-- Begin Data entries --

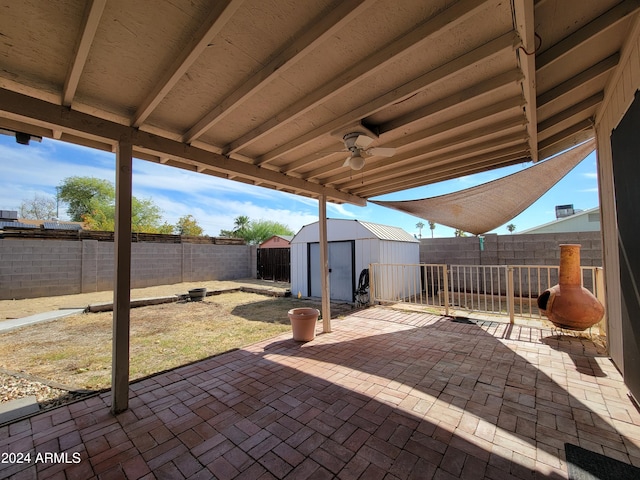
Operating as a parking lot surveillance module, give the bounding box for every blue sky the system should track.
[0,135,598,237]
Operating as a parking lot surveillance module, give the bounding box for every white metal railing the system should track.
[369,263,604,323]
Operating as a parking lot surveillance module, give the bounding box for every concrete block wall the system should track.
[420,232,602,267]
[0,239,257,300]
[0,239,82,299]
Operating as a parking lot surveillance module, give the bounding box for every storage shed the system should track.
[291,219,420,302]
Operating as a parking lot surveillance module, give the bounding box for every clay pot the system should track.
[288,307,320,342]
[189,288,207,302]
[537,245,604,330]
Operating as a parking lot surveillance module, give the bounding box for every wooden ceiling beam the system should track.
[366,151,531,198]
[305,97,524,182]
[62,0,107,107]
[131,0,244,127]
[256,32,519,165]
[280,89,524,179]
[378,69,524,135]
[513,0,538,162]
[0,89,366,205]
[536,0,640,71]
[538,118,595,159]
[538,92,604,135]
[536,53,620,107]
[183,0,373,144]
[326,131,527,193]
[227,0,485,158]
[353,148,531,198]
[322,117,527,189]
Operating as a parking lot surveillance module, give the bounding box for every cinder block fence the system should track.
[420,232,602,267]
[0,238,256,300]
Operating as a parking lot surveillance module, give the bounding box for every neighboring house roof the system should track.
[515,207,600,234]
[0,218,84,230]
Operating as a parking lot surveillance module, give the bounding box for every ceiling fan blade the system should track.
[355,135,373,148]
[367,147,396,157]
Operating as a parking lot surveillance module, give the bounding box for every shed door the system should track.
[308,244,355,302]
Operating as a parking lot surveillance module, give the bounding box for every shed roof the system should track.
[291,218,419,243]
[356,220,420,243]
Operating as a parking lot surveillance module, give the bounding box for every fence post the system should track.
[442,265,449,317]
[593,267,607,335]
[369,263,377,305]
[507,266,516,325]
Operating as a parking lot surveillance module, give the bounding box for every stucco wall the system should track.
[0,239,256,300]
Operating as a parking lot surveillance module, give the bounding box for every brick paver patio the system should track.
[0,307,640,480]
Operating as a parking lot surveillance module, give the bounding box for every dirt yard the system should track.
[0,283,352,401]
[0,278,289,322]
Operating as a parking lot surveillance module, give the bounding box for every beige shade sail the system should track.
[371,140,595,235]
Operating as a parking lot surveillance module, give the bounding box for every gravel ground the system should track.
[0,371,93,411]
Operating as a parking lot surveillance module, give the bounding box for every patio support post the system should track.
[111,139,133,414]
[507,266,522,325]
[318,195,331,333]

-- End Data entries --
-- Begin Data entries --

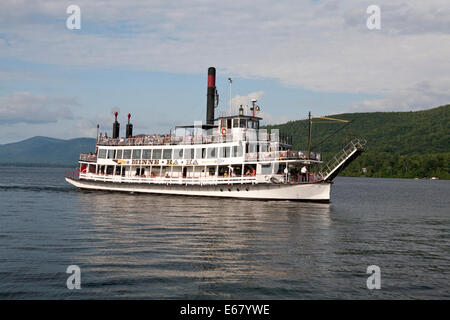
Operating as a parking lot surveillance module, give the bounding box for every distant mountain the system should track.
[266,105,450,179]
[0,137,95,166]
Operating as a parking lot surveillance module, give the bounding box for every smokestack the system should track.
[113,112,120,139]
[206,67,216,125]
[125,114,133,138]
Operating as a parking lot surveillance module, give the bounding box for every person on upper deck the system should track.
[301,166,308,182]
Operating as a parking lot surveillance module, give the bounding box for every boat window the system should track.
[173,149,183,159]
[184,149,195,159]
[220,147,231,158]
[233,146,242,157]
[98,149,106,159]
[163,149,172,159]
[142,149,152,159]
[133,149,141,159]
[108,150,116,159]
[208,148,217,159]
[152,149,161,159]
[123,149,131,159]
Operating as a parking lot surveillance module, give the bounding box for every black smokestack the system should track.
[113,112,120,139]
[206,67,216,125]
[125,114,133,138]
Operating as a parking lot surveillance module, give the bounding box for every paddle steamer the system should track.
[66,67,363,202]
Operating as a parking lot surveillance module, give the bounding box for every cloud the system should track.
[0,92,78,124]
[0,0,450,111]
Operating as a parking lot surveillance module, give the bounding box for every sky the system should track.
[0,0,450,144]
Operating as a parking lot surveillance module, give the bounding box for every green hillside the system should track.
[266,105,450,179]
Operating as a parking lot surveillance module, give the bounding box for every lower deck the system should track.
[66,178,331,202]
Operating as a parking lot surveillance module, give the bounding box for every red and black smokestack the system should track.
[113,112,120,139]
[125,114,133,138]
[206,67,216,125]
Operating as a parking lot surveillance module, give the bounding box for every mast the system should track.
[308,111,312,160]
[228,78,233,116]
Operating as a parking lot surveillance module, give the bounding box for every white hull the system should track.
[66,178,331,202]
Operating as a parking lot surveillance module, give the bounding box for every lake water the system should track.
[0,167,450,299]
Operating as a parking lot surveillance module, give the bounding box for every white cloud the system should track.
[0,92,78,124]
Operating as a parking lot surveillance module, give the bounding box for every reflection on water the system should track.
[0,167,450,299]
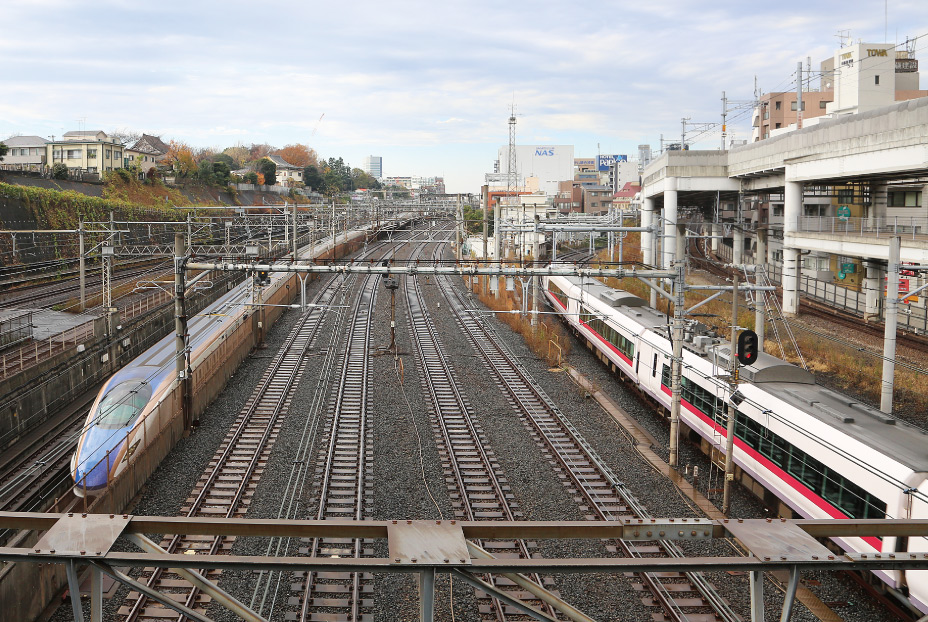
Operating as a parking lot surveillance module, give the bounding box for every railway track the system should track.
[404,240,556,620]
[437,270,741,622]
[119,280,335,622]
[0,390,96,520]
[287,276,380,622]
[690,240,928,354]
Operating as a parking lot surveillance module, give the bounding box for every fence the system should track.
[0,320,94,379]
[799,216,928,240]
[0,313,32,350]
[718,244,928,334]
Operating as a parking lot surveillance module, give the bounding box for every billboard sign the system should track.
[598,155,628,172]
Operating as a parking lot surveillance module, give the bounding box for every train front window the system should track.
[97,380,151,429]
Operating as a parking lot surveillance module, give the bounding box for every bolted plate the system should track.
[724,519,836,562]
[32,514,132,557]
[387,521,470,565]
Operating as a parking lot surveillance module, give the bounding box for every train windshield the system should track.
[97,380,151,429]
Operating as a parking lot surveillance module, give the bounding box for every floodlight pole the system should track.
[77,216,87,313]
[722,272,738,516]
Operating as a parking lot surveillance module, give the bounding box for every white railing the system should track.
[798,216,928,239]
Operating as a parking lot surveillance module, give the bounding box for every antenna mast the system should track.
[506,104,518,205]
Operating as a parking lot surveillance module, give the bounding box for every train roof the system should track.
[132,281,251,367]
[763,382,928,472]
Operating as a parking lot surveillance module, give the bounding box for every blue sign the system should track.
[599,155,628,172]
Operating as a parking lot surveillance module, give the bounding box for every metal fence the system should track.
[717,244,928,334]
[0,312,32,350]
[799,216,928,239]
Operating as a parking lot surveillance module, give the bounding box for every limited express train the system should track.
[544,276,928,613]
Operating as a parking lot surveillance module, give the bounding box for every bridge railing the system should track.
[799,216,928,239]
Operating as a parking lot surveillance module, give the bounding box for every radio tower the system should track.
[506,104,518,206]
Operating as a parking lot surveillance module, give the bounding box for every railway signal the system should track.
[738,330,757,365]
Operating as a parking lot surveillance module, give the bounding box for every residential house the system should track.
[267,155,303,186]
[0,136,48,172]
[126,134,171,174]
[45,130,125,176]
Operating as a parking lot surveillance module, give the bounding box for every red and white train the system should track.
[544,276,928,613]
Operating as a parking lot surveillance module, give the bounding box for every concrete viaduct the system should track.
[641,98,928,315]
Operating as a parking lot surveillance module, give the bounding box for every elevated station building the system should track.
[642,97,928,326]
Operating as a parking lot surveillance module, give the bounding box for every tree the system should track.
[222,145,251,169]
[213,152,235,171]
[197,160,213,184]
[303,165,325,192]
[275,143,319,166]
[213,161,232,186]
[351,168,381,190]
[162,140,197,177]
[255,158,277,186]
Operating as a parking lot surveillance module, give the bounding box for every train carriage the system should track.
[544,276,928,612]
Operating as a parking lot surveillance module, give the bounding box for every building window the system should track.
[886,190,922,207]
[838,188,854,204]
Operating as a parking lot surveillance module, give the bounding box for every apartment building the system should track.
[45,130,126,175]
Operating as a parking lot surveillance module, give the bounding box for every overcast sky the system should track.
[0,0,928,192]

-- End Data entries --
-- Begin Data entries --

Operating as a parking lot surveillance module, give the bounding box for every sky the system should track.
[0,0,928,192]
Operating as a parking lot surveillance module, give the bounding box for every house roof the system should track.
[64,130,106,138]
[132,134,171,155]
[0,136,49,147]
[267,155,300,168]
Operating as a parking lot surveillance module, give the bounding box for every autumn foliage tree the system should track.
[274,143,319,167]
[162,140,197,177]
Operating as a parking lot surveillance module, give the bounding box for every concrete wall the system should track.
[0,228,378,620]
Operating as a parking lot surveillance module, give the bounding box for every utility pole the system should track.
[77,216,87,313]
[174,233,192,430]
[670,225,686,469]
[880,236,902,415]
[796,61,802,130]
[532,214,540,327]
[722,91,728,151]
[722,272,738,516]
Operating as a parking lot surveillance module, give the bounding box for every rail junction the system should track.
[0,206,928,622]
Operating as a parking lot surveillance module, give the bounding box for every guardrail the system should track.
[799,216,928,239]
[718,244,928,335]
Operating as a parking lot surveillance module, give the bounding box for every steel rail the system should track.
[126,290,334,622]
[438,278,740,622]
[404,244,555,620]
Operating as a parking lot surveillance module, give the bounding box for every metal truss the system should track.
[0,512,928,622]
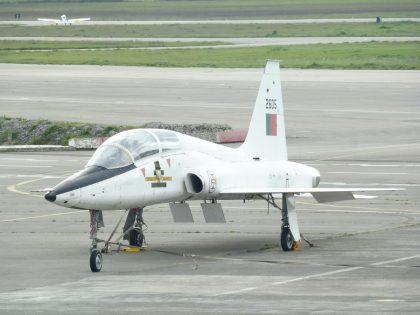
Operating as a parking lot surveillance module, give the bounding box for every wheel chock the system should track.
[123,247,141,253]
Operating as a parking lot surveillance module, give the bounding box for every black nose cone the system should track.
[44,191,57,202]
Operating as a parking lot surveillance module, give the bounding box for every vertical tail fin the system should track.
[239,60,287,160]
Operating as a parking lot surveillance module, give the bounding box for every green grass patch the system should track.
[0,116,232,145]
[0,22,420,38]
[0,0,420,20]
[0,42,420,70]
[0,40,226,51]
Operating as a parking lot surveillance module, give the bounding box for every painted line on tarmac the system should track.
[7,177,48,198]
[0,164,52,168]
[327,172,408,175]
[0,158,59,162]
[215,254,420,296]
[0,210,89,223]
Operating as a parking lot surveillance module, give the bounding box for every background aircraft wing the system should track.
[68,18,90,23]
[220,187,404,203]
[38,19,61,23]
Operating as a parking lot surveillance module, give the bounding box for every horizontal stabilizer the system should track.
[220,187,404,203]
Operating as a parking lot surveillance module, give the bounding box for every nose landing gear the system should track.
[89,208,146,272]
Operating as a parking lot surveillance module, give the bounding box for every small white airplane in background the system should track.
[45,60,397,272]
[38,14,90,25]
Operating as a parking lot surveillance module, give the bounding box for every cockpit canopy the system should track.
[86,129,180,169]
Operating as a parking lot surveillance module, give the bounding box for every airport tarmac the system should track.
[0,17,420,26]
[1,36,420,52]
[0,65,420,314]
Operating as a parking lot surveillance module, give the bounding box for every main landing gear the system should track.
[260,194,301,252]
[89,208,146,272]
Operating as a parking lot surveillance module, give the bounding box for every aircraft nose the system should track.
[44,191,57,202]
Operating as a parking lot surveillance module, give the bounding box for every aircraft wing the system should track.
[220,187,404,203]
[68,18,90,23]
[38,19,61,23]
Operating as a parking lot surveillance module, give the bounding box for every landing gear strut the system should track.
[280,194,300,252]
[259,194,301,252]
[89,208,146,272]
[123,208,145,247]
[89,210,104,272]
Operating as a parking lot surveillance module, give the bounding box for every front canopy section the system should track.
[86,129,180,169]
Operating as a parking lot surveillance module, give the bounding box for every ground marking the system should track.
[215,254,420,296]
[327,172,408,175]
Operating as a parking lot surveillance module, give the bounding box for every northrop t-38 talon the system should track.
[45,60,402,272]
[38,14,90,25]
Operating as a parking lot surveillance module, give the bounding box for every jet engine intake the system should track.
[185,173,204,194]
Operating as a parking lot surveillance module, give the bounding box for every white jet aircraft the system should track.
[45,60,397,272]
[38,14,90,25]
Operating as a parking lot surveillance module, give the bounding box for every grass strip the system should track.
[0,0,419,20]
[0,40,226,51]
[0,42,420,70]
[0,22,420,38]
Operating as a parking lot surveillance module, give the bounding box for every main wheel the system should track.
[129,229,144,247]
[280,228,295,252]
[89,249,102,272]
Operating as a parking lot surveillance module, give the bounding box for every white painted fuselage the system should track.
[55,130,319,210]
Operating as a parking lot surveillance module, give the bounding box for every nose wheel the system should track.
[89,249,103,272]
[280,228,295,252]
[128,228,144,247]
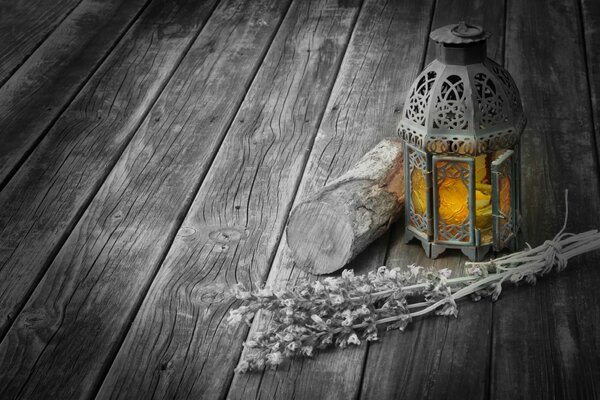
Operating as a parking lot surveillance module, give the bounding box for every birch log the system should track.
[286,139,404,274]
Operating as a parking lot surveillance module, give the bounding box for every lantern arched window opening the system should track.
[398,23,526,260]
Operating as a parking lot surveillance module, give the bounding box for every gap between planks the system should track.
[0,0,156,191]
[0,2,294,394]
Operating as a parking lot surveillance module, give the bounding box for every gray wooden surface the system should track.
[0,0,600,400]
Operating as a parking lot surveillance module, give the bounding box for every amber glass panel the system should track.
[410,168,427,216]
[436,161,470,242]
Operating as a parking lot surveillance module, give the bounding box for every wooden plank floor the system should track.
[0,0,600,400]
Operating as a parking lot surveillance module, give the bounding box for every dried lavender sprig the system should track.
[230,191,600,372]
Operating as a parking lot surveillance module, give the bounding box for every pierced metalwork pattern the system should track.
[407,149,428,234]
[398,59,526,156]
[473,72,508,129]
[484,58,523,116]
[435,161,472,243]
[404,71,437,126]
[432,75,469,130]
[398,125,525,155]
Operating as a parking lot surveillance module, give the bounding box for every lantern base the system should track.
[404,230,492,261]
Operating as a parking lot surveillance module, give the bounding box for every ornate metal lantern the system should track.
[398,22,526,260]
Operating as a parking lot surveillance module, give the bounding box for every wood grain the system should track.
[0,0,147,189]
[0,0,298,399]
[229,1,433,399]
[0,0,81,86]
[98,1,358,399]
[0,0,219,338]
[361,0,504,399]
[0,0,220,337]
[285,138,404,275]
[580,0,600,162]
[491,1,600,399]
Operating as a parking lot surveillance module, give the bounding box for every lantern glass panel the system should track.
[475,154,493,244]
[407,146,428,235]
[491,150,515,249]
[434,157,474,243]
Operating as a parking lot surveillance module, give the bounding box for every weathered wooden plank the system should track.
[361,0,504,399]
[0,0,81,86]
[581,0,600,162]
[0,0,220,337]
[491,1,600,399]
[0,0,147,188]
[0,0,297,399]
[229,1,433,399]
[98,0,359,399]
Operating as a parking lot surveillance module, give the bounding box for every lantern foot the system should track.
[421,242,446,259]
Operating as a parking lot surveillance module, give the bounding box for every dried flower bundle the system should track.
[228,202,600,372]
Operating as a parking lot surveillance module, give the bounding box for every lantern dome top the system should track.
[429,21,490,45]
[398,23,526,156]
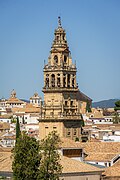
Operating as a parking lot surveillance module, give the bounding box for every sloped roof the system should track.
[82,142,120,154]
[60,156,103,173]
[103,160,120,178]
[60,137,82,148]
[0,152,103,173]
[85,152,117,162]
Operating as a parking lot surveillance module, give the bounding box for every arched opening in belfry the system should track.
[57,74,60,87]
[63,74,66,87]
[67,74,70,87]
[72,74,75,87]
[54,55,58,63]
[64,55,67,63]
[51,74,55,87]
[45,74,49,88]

-- End Data entries --

**What you will do**
Copy out, unchanged, the lines from the one containing "opening the system should track." through the one containing "[230,191,600,372]", both included.

**The completed task**
Operating as a parking lot surveillance module, give the bounding box for every lantern arched window opening the system should track.
[398,23,526,260]
Operating as a parking lot surveillance module, give the bounding box for every gap between planks the system should track.
[0,0,156,191]
[0,2,294,394]
Operating as a parking lot surveillance module, give the bounding box for every gray wooden surface the system should track.
[0,0,600,400]
Operating as a parking lot surveillance module, give the bounding box for every amber glass panel the system should track.
[410,168,427,216]
[436,161,470,242]
Operating as a parking lot surveillance module, give the bounding box for every wooden plank floor the system should track.
[0,0,600,400]
Operating as a parking lot surveillance module, give the bounding box for every dried lavender sprig the system should track.
[230,191,600,372]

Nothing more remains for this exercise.